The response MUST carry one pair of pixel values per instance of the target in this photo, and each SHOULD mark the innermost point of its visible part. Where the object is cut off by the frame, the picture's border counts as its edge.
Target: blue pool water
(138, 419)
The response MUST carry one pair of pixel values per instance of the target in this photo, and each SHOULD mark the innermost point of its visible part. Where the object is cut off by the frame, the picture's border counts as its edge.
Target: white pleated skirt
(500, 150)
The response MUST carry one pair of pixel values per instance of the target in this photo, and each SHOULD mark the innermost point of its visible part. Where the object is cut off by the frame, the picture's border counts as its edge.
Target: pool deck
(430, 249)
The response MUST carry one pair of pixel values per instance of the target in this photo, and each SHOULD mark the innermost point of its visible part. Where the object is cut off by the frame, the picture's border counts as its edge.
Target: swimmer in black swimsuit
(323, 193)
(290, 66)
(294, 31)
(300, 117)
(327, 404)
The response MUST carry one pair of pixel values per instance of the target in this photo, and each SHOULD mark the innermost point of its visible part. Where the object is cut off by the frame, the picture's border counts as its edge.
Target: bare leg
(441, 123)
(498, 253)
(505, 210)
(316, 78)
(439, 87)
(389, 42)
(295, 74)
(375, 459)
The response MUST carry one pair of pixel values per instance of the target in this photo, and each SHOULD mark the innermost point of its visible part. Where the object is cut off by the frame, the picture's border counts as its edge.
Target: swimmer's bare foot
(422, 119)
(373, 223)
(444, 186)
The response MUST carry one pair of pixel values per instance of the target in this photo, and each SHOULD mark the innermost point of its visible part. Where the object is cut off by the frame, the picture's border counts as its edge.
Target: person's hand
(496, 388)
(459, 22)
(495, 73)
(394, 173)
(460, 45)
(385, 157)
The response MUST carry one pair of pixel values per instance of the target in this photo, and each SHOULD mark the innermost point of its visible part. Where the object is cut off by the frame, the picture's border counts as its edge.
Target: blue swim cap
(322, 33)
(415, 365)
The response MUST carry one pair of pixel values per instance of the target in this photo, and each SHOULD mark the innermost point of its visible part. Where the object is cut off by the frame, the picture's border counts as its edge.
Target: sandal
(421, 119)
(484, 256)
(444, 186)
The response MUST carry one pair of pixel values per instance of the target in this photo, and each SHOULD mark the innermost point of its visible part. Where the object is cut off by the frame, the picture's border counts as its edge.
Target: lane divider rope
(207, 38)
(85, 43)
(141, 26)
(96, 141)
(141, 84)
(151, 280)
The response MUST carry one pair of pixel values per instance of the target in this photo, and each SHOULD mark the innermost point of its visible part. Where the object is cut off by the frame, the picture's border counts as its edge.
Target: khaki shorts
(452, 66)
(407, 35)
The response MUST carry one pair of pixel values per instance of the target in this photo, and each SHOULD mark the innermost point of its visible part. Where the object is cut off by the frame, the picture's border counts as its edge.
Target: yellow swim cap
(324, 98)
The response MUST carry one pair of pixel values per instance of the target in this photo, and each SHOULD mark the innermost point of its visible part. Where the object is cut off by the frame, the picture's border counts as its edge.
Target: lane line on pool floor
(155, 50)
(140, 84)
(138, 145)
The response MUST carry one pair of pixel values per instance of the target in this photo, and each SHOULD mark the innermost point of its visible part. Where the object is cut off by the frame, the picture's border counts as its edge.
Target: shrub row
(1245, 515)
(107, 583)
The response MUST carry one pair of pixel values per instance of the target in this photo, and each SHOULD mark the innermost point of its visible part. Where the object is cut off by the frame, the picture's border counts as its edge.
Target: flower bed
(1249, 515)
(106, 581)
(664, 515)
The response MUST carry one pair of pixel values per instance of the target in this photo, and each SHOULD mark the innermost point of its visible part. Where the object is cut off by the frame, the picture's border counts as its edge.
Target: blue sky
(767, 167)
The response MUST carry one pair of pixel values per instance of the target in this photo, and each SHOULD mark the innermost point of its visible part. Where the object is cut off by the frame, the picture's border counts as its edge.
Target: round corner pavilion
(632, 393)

________________________

WRITTEN REQUEST -> Identify each line of the data above that contains the string "swimmer", and copy every such line in full.

RESPONSE TO THIS EXERCISE ->
Target: swimmer in black swimsuit
Target: swimmer's bare foot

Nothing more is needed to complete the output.